===== Dataset excerpts =====
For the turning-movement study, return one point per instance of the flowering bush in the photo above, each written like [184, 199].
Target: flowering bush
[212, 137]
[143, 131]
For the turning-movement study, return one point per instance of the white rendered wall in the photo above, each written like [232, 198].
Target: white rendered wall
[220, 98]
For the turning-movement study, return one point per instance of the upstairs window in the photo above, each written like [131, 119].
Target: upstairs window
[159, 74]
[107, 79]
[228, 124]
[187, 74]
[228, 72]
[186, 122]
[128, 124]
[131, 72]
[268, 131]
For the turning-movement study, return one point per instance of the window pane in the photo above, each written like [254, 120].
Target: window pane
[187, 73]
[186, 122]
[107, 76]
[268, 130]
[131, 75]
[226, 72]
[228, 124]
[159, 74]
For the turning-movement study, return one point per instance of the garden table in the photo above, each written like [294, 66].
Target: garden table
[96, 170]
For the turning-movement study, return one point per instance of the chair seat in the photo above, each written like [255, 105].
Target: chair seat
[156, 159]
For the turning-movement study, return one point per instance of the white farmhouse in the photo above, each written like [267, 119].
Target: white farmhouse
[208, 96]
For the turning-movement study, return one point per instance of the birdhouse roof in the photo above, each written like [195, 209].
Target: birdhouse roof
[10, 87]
=====
> **What you are asked to do**: Give every record again, exactly as it reads.

> **Output below**:
For the turning-movement study, return one point per instance of the flowering bush in the photo above, each written like [184, 199].
Target: flowering bush
[212, 137]
[143, 131]
For the turning-movement study, return one point per instance of the white rendered wall in the photo above, each written like [232, 198].
Target: white rendered wall
[220, 98]
For the turning-movement study, return one point per instance of the upstairs window in the photo above, each written like [131, 119].
Target: upstairs window
[159, 74]
[107, 79]
[228, 124]
[187, 74]
[228, 72]
[186, 122]
[128, 124]
[131, 72]
[268, 131]
For the turning-movement study, return one point per instance of the window pane in the photo above, each written like [254, 120].
Target: window pane
[187, 73]
[186, 122]
[107, 76]
[268, 130]
[131, 75]
[226, 72]
[228, 124]
[159, 74]
For the turning-movement study, return one point per instance of the garden table in the photo above, each written like [294, 66].
Target: garden table
[96, 170]
For the turning-movement study, return one point per instance of the chair seat in the photo above, each written like [255, 105].
Target: chair seat
[156, 159]
For the turning-movement study, return one point per instance of the white farmhouse in the photo above, each written like [267, 119].
Target: white farmhouse
[208, 96]
For the turning-movement study, return one point per instance of the birdhouse roof in the photo above, each written like [195, 209].
Target: birdhouse roof
[10, 87]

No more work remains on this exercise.